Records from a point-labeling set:

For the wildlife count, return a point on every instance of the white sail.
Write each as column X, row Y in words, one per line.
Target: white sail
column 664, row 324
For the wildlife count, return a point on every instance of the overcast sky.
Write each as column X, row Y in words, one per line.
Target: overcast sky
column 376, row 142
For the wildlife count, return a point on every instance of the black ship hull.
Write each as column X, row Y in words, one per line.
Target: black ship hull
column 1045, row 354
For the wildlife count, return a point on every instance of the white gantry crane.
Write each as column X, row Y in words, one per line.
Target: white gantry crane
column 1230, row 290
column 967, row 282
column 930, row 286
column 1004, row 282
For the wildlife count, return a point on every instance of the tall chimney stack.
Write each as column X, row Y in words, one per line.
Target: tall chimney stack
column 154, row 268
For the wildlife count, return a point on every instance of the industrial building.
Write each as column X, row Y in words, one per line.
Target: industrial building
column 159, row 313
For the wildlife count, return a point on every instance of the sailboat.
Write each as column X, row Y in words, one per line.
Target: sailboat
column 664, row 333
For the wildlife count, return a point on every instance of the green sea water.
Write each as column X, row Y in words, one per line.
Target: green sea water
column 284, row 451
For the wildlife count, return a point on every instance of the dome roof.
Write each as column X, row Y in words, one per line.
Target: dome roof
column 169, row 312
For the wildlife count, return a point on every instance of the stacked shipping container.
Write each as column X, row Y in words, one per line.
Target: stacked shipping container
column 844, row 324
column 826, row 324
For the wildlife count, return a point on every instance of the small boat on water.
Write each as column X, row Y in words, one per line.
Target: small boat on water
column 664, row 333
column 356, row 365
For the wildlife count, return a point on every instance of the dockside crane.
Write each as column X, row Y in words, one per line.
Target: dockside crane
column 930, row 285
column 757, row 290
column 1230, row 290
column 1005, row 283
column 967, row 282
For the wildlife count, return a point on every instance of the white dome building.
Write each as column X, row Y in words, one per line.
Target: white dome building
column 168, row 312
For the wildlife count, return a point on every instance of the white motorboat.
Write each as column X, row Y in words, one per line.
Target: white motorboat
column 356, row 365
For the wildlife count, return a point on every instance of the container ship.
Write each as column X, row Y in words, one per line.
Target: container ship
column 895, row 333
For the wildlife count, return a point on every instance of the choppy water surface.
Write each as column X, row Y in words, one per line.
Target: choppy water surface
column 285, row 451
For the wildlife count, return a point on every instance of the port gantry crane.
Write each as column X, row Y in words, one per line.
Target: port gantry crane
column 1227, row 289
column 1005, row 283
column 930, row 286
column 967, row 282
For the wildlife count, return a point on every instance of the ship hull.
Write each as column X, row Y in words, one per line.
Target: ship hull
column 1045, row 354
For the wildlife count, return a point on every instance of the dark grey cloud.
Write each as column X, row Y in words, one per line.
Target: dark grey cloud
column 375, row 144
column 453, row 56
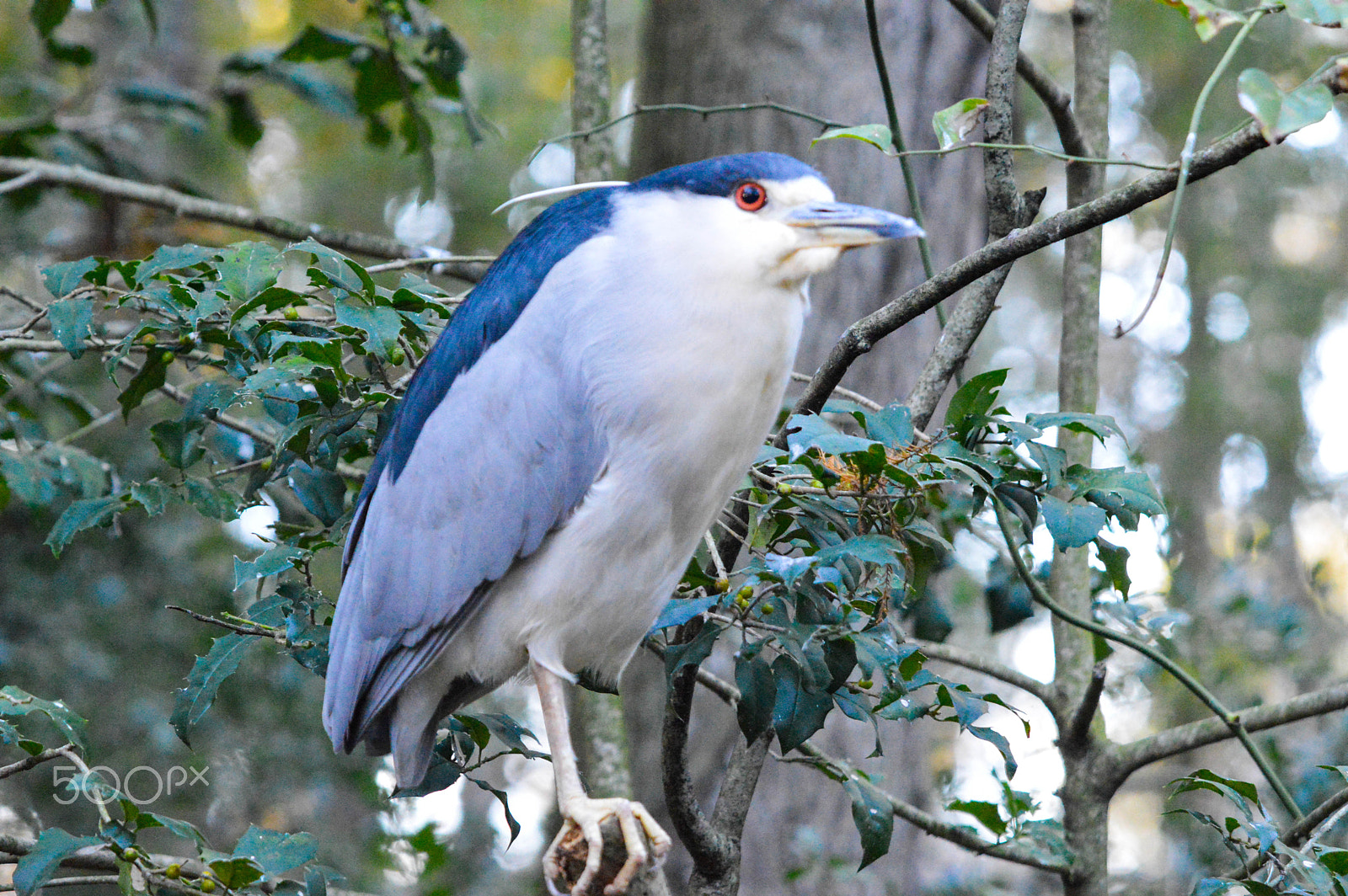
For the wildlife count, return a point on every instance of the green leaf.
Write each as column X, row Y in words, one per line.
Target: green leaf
column 81, row 515
column 276, row 559
column 174, row 258
column 242, row 118
column 693, row 653
column 891, row 424
column 64, row 278
column 287, row 370
column 208, row 674
column 1116, row 487
column 320, row 45
column 805, row 431
column 236, row 872
column 175, row 826
column 1323, row 13
column 179, row 442
column 988, row 814
column 249, row 269
column 72, row 53
column 152, row 496
column 1051, row 460
column 212, row 500
column 974, row 401
column 72, row 323
column 147, row 379
column 955, row 123
column 42, row 861
column 381, row 323
column 874, row 819
column 795, row 713
column 1115, row 565
column 992, row 736
column 1072, row 525
column 275, row 852
column 1098, row 424
column 19, row 702
column 758, row 694
column 681, row 610
column 876, row 135
column 1281, row 114
column 323, row 492
column 1206, row 18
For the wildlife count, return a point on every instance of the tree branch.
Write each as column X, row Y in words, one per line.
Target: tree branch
column 1057, row 100
column 24, row 765
column 930, row 824
column 862, row 336
column 235, row 216
column 982, row 664
column 712, row 853
column 1211, row 731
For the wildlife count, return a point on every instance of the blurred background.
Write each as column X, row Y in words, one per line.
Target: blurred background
column 1230, row 391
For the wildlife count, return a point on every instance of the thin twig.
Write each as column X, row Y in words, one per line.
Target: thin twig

--- Given exercise ---
Duplicate the records between the line containing "white gantry crane." and the line containing "column 154, row 268", inclusive, without changing any character.

--- Reply ---
For the wildlife count, return a point on every instance of the white gantry crane.
Write each as column X, row Y in words, one per line.
Target: white gantry crane
column 1230, row 290
column 967, row 282
column 930, row 286
column 1004, row 282
For the wildlife count, return a point on every instance of the tall chimney stack.
Write each as column X, row Y in words, one per line.
Target: tall chimney stack
column 154, row 268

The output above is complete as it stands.